EXTRACTED MATERIAL: Begin

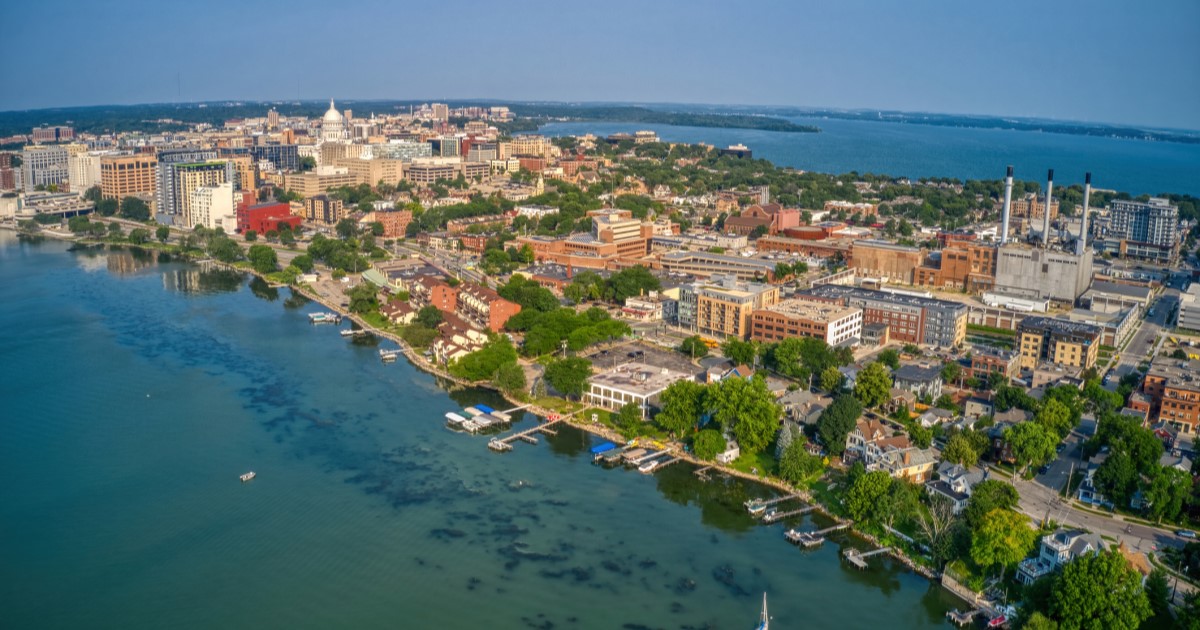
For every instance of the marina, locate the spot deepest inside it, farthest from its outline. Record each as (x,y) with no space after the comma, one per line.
(324,318)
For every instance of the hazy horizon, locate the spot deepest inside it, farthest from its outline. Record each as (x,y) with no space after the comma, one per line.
(1095,63)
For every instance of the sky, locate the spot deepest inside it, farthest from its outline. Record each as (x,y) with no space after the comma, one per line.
(1097,61)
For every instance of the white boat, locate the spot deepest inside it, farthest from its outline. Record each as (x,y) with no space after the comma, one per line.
(763,621)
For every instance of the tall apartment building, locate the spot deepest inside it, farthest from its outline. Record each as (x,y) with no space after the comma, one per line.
(211,207)
(191,177)
(281,156)
(324,209)
(832,323)
(127,175)
(910,318)
(1047,340)
(52,135)
(1174,389)
(84,172)
(43,166)
(721,307)
(1141,229)
(166,196)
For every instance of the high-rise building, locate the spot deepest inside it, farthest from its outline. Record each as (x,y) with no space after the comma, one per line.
(52,135)
(324,209)
(126,175)
(84,172)
(43,166)
(282,156)
(191,177)
(166,195)
(211,207)
(1141,229)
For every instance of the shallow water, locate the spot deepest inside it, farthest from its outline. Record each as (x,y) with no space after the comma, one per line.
(137,390)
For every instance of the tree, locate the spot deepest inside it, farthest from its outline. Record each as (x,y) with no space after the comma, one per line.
(694,347)
(865,493)
(510,378)
(797,463)
(139,235)
(364,298)
(708,444)
(346,228)
(1001,539)
(889,358)
(985,497)
(837,421)
(873,387)
(682,405)
(1032,444)
(569,376)
(1099,592)
(739,352)
(960,451)
(832,379)
(135,209)
(263,258)
(748,409)
(1167,495)
(429,316)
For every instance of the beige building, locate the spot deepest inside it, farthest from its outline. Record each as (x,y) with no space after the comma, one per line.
(211,207)
(125,175)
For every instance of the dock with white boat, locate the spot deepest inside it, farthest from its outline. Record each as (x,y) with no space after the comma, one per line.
(505,443)
(324,318)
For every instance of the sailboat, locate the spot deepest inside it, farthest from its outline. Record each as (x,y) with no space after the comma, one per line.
(763,621)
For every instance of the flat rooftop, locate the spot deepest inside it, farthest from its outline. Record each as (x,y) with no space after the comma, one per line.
(639,378)
(823,312)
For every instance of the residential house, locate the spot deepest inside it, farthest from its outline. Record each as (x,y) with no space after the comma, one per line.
(1056,551)
(924,381)
(953,485)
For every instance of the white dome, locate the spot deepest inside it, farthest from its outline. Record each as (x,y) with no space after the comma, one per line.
(333,115)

EXTRACTED MATERIAL: End

Print the listing exactly, but skip its pictures.

For every instance of the marina, locate the spot deepest inside it, farthest from its outline. Record each as (x,y) with no space after the comma, one per line.
(324,318)
For every instance of the hazy horizon, locate the spot deepest inside it, farthest from its outline. Record each as (x,y) with no space after the comma, one per line.
(1095,63)
For every instance of the sky, locate the spot deepest inside it, farthest from its outline. Record each as (x,y) with no space after the comma, one per line.
(1097,61)
For every instance of the white boat, locate the spot deepest inside it, farthest from its outline. Record each as (x,y) with no space after the comma, one per line.
(763,621)
For every instance of the tall apartment building, locate the spot deepest inside it, farthest from its outline. Record each as (x,y) with no space after the comma, one per line.
(211,207)
(191,177)
(281,156)
(324,209)
(832,323)
(127,175)
(910,318)
(1047,340)
(52,135)
(1174,389)
(84,172)
(43,166)
(721,307)
(1141,229)
(166,196)
For every instance of the high-rise building, locate the spot deepest inside it, farthest from its outline. Record each as (x,y) with no space after the comma, one per line.
(52,135)
(324,209)
(126,175)
(84,172)
(43,166)
(282,156)
(191,177)
(166,195)
(211,207)
(1141,229)
For every instance of the shallow water, locate the spot deepest inside it, farthest from its outline. Record each as (x,y) with no space after the comma, one per line.
(137,390)
For every instance of the tree, locate the spot deepest inside it, farthest from its outline. Record each as (x,y) with no space after the comma, one per line.
(694,347)
(865,493)
(510,378)
(797,463)
(139,235)
(364,298)
(708,444)
(346,228)
(1001,539)
(889,358)
(985,497)
(837,421)
(873,387)
(682,405)
(1032,444)
(569,376)
(1099,592)
(739,352)
(960,451)
(832,379)
(135,209)
(263,258)
(748,409)
(1167,495)
(429,316)
For every instance of the beige building, locate the spot deepest inside it, farthest from its outline. Record each as (x,y) with no space after the comma, one per line.
(211,207)
(125,175)
For every instance of the dock with white boat, locate the spot deepest inside it, farthest from its outline. Record each as (x,y) with no space after the comma, one per line.
(505,443)
(324,318)
For every instance of the sailboat, locate the spot deepest inside it, farthest from its outline. Record each as (x,y) with no space after the comma, one per line.
(763,621)
For every instance of the flat rooftop, locate the spot deepest inside it, farthest from its outline. Record each as (x,y) with no space after the comma, one per line.
(639,378)
(823,312)
For every instance of the residential house, locate the spot deepest inside it, farthest from its outline. Record each as (x,y) with no space after the comma, one per line.
(1056,551)
(924,381)
(953,485)
For every instance of the white dome, locate the spot deepest inside it, farthest from its outline. Record each as (x,y) with no space after the comma, one per line.
(333,115)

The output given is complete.